DATA below:

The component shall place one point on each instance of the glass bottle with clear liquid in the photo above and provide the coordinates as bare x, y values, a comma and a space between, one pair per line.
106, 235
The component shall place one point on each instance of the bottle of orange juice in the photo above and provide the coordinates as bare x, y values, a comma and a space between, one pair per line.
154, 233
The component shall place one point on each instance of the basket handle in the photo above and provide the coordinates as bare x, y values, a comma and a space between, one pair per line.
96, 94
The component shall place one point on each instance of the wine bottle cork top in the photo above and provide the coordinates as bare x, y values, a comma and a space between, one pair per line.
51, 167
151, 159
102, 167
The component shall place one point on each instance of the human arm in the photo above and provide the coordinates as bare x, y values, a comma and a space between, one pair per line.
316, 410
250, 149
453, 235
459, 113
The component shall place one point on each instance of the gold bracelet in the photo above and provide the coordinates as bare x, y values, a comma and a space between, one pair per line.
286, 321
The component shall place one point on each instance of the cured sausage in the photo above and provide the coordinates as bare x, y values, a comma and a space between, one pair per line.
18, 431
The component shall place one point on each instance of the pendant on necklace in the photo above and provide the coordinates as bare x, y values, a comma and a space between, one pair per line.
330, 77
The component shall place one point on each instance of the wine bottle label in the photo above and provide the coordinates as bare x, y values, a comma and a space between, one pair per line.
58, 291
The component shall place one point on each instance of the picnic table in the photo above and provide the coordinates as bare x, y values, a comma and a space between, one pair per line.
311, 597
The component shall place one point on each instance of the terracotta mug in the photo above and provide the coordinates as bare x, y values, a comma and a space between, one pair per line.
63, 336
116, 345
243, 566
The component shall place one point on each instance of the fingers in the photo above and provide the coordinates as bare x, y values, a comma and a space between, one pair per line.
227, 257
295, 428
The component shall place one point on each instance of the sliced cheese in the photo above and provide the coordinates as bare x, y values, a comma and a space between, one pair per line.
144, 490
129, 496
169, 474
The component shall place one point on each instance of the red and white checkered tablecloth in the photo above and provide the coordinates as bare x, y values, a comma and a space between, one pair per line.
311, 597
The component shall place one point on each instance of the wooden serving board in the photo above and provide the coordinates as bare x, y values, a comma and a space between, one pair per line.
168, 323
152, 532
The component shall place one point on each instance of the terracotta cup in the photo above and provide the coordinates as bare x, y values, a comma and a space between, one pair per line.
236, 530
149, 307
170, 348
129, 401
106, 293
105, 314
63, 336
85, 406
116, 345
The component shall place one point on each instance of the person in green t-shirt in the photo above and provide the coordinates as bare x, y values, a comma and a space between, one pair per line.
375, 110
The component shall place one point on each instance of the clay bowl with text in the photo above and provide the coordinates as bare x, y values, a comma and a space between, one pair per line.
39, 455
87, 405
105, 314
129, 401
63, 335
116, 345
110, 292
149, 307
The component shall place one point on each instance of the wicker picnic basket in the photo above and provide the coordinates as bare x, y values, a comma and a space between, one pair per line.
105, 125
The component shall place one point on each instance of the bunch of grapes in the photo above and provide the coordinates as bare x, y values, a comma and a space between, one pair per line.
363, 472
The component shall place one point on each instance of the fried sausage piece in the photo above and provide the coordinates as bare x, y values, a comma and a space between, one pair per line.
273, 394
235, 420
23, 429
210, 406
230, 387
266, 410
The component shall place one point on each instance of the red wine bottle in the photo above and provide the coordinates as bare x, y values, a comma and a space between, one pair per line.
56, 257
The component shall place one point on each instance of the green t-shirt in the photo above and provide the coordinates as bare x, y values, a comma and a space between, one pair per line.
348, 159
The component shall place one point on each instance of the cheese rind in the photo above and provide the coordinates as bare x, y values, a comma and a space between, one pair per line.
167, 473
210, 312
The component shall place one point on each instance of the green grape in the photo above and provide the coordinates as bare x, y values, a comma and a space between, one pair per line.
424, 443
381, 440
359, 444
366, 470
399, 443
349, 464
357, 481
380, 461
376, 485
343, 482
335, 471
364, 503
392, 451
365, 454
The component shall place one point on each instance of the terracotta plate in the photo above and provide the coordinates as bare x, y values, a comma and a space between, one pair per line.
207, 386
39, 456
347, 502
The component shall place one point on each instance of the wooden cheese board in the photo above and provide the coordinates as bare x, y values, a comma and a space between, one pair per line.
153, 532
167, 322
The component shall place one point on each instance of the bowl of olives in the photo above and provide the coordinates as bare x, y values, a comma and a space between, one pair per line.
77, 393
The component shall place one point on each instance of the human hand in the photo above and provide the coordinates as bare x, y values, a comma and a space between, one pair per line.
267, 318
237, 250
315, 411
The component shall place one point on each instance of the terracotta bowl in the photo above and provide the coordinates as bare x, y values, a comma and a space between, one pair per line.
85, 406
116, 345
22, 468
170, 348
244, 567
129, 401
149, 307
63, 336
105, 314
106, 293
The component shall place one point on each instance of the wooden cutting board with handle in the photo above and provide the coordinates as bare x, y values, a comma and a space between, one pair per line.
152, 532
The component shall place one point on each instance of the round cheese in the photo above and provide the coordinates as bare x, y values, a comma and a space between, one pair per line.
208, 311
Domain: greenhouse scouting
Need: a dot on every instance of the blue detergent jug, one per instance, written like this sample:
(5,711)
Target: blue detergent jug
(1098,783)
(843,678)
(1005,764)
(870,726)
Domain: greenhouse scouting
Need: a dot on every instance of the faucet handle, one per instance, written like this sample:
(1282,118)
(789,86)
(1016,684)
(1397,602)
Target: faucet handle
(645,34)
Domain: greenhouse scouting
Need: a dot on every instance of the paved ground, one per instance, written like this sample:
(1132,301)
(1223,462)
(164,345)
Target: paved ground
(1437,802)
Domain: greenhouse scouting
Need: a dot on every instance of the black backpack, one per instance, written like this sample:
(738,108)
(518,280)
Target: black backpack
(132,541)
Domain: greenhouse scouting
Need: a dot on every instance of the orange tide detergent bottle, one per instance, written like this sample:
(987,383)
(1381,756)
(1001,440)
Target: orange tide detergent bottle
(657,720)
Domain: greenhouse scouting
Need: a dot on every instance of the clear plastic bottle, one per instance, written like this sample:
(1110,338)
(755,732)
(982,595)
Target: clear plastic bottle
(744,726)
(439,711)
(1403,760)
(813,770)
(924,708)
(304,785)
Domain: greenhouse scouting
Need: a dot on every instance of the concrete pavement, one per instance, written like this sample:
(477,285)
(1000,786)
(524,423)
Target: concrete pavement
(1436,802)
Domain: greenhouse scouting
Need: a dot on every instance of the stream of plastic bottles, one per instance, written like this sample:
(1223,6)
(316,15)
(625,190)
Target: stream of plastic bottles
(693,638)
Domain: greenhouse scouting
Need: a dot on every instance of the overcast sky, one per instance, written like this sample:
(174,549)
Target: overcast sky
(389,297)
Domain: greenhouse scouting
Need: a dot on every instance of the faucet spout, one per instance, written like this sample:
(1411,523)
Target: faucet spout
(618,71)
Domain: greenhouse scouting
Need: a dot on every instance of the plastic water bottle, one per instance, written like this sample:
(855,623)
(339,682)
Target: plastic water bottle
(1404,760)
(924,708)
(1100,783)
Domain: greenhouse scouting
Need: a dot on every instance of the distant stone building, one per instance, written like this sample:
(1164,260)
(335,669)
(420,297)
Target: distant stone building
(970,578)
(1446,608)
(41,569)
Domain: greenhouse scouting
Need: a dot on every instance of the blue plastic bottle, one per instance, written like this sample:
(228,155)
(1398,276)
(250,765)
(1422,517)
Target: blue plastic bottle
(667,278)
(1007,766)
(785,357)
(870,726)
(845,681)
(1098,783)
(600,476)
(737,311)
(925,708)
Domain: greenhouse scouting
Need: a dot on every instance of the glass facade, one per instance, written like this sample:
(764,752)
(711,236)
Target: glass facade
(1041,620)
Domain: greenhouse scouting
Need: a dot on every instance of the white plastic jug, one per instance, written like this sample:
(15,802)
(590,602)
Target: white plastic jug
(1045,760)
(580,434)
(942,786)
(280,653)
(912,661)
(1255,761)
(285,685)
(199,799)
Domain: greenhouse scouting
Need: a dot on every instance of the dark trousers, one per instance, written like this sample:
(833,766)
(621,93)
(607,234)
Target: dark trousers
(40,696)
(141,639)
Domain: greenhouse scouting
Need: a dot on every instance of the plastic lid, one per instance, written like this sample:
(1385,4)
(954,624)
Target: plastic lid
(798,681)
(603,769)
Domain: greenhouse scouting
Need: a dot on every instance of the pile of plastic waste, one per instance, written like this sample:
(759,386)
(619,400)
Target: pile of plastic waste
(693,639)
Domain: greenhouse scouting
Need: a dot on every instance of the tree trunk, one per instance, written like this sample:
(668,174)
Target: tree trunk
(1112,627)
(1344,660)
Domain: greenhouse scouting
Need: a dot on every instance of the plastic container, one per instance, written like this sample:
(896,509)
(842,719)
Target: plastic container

End of DATA.

ACTIVITY — Every line above that holds the word "container" needs to be copied.

OUTPUT BELOW —
Need: a dot on every instance of the plastic container, one per instance, written like this sample:
Target: plastic container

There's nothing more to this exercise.